==== TRECHO DE ORIGEM

E essa faca de dois gumes pode resultar em resposta positiva da audiência e da credibilidade da emissora ou surtir efeito contrário numa linha tênue para uma derrapada sensacionalista. Isso sem contar que ao derrubar a programação estabelecida surgem efeitos colaterais inevitáveis como falta de continuidade, produção e conteúdo perecíveis jogados no lixo, não veiculação de comerciais já pagos e supressão do patrocinador daquele horário.
Globo: Olimpíadas ou Cobertura?
Apesar de contar com mais experiência, estrutura e profissionais, o maior desafio recaiu sobre a Rede Globo. Isso porque o desastre e seus primeiros desdobramentos coincidiram com os três dias finais das Olimpíadas. Seus diretores enfrentaram um verdadeiro dilema: atender o clamor popular por informações sobre o acidente ou manter as transmissões das provas finais do mundial, das quais detinha exclusividade.
Uma solução que poderia ter minimizado essa lacuna seria a adoção de uma tela dividida com áudio alternado. No entanto, essa técnica é raramente utilizada devido à sua complexidade e à necessidade de uma sensibilidade apurada da mesa de corte para identificar os momentos-chave dos eventos em destaque.

========

== TAREFAS OBRIGATÓRIAS ==
1. Responda com base no trecho:
(a) Qual emissora, segundo o trecho, enfrentou o maior desafio?
(b) Com quais dias das Olimpíadas coincidiram o desastre e seus primeiros desdobramentos?
(c) Que solução poderia ter minimizado essa lacuna?
2. Por favor, digite novamente, sem qualquer alteração, a parte do trecho entre "Globo: Olimpíadas ou" e "quais detinha exclusividade.", inclusive.
Os dados são um material à parte, sem ligação com o trecho.

==== LISTA DE DADOS

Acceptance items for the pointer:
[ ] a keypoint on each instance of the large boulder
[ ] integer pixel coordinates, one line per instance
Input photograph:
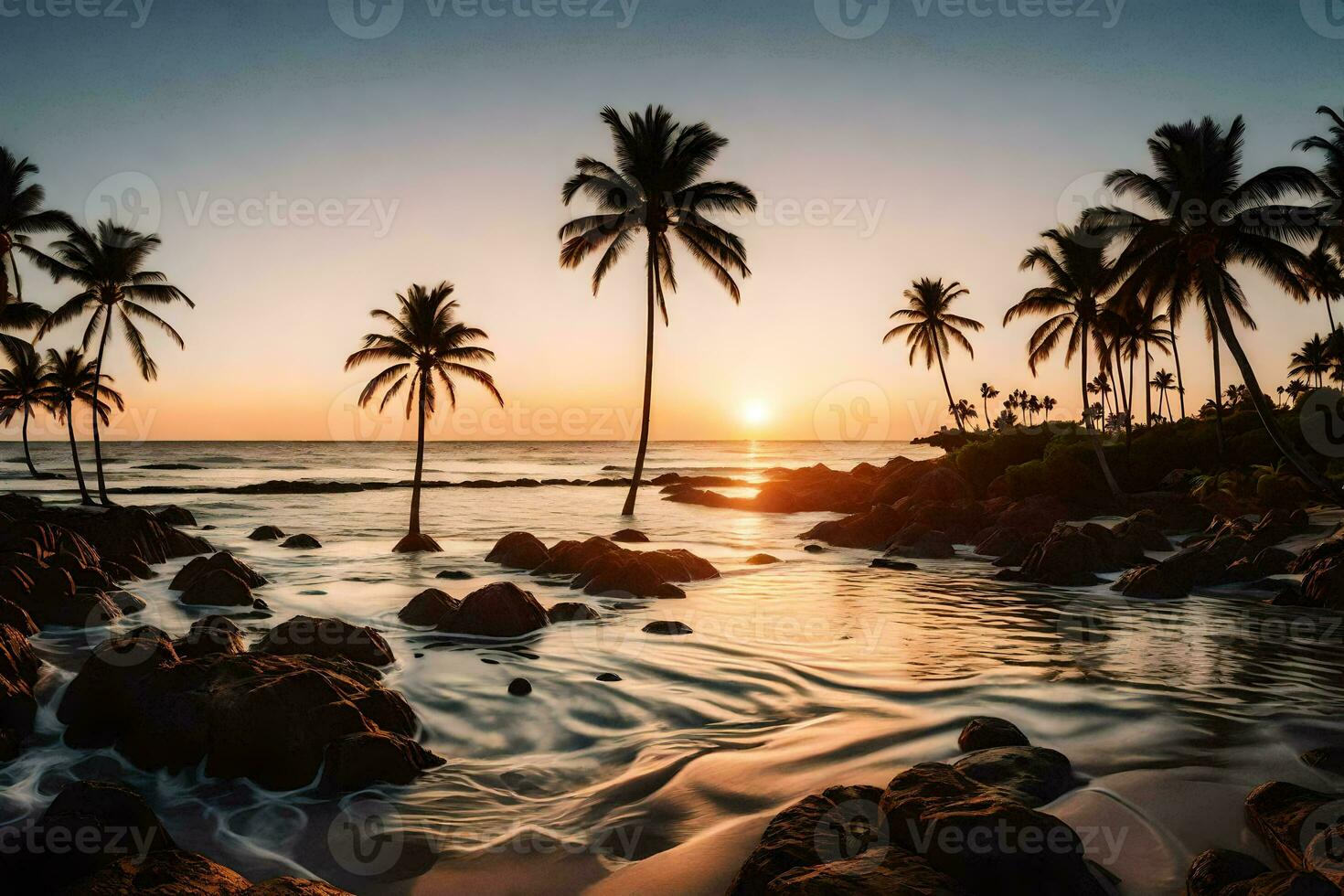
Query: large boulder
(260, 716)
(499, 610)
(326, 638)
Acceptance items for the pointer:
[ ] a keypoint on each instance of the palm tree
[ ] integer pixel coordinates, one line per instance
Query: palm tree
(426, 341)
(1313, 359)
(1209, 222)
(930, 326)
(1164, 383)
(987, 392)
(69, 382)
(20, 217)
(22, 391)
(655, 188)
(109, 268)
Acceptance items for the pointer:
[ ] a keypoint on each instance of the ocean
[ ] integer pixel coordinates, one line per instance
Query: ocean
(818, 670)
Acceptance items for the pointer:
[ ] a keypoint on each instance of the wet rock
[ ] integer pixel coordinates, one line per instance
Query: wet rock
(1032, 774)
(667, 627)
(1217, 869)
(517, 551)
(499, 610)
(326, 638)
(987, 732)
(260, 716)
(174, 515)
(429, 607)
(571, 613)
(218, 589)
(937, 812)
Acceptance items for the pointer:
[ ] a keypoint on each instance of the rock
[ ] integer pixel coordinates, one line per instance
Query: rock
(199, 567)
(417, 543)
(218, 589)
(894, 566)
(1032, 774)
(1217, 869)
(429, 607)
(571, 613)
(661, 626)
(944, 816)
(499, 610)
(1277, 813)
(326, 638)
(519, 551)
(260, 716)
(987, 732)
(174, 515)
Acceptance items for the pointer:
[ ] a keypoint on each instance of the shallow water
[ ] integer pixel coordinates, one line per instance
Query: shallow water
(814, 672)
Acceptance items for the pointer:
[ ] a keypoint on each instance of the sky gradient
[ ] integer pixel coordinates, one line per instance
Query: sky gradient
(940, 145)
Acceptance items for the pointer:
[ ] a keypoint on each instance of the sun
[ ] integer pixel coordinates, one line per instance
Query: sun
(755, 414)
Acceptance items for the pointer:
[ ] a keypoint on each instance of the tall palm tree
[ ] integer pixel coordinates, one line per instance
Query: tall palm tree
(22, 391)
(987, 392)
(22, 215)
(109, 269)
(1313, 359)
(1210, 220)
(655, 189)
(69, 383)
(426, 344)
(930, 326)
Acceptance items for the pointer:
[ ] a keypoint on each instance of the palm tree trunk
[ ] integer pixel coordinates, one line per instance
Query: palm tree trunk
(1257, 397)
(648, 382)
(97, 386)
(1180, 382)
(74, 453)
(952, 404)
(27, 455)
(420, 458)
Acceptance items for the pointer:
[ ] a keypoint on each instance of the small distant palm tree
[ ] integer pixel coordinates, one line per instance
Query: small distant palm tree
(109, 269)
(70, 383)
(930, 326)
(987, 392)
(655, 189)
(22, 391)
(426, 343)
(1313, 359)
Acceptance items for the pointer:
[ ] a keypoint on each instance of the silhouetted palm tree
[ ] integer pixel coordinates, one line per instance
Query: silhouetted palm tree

========

== RESPOSTAS POR TAREFA ==
1.
(a) A Rede Globo.
(b) Com os três dias finais das Olimpíadas.
(c) A adoção de uma tela dividida com áudio alternado.

2.
Globo: Olimpíadas ou Cobertura?
Apesar de contar com mais experiência, estrutura e profissionais, o maior desafio recaiu sobre a Rede Globo. Isso porque o desastre e seus primeiros desdobramentos coincidiram com os três dias finais das Olimpíadas. Seus diretores enfrentaram um verdadeiro dilema: atender o clamor popular por informações sobre o acidente ou manter as transmissões das provas finais do mundial, das quais detinha exclusividade.